- EXERCISE PROMPT -
Please restate each line of the data that follows word for word, skipping any image.

- PROVIDED DATA -
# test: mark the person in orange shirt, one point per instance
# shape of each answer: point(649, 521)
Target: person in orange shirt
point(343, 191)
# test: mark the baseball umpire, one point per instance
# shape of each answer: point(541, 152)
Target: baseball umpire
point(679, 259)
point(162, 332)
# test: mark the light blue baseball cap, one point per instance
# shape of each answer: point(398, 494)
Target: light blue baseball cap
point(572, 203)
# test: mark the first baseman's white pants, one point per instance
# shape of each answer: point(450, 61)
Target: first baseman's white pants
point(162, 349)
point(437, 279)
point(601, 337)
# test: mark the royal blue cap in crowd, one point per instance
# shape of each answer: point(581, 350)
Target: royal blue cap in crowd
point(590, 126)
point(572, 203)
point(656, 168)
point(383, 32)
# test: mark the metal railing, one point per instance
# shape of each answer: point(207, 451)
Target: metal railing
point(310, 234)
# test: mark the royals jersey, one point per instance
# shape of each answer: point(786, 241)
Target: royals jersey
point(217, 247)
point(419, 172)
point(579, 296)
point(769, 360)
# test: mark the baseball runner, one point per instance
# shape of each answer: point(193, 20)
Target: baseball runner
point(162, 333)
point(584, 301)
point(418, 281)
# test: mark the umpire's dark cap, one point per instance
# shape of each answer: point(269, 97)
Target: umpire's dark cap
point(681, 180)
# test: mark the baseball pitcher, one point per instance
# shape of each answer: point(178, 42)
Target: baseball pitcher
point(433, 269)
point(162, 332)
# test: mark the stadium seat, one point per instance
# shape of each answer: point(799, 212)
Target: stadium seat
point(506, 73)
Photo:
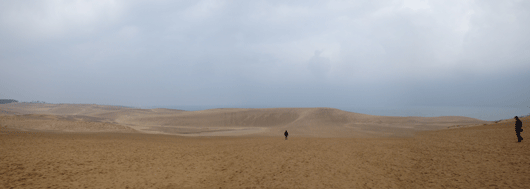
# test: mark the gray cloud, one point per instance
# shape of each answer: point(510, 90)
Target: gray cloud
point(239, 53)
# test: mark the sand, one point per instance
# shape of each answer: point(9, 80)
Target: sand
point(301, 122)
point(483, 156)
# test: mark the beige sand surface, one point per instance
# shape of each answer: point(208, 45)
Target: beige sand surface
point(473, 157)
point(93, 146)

- YOUR RESPONSE -
# test: mark the person in orange shirt, one point per instance
# shape of each answer: point(649, 521)
Target: person in orange shirt
point(343, 191)
# test: mark the baseball umpire, one point per instance
# shape of each answer: point(541, 152)
Target: baseball umpire
point(679, 259)
point(162, 332)
# test: mark the light blue baseball cap, one point per instance
# shape of each answer: point(398, 494)
Target: light blue baseball cap
point(572, 203)
# test: mark the first baseman's white pants, one point per instance
# shape of each answer: point(450, 61)
Target: first baseman's white pants
point(162, 349)
point(437, 279)
point(601, 337)
# test: mark the royal blue cap in crowd, one point per instance
# shape of each answer: point(581, 350)
Target: royal blue cap in crowd
point(590, 126)
point(572, 203)
point(656, 168)
point(383, 32)
# test: mark the metal railing, one point per instance
# shape of each answer: point(207, 451)
Target: metal railing
point(310, 234)
# test: mark the royals jersey, one point per instance
# shape of each answer: point(786, 241)
Target: royals jersey
point(217, 247)
point(419, 172)
point(579, 296)
point(769, 360)
# test: mark the baseball runner, one point per instance
# shape of each answer: point(193, 20)
Target: baseball runner
point(162, 333)
point(584, 301)
point(418, 281)
# test: mark the umpire's dark cap, one point per instance
# shape of each answer: point(269, 97)
Target: umpire's dark cap
point(681, 180)
# test: mark the baseball pitcher, one point per instance
# shape of each answer: point(178, 42)
Target: baseball pitcher
point(433, 269)
point(162, 332)
# test: mark the stadium seat, one point per instance
# shape of each answer: point(799, 212)
Target: stadium seat
point(506, 73)
Photo:
# test: mark the gray cloud, one point per instance
# shape of each answer: point(510, 90)
Target: gray cloud
point(239, 53)
# test: mark the sand, one point per instance
# shape of each answer: point(9, 80)
Target: sand
point(301, 122)
point(483, 156)
# test: mark the beige sand surface, one point per instance
# shape of each answer: point(208, 45)
Target: beige sand surface
point(473, 157)
point(93, 146)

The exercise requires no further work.